EXERCISE DIRECTIONS
Could you restate every entry word for word, minus the pictures?

--- RECORDS PROVIDED ---

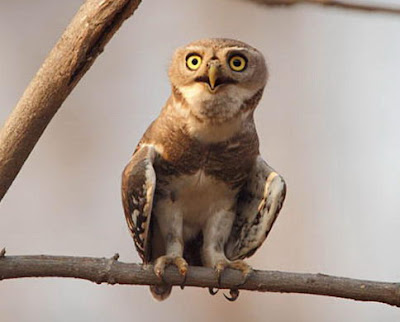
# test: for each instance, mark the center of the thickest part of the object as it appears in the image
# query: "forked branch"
(84, 39)
(111, 271)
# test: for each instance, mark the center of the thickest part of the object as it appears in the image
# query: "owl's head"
(216, 77)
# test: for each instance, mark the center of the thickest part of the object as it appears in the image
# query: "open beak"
(212, 76)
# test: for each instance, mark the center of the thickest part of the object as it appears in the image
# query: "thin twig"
(111, 271)
(84, 39)
(333, 3)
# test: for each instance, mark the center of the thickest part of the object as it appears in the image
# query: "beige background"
(329, 122)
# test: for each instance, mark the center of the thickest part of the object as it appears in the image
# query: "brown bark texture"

---

RESPONSE
# test: for each instance, mark the center of the thickest part of the object as it appears in the image
# query: "forked branch"
(84, 39)
(111, 271)
# test: for each instance, mark the center of the thickest part of the object as it appears in the image
# query: "owl's head"
(216, 77)
# test: for each instance, mark the center of the thickest part of the object as it appears in the image
# query: "open beak"
(212, 76)
# test: for each instance, mark the center of the thickest part of the object as it appears in the image
# query: "thin twig"
(111, 271)
(84, 39)
(333, 3)
# test: for each instance, mark the center of the thickest part of the object as it appears in the image
# query: "beige background"
(329, 122)
# test: for each instance, mark the center of the thickest part of the object as it appears in the image
# query: "brown bark texture"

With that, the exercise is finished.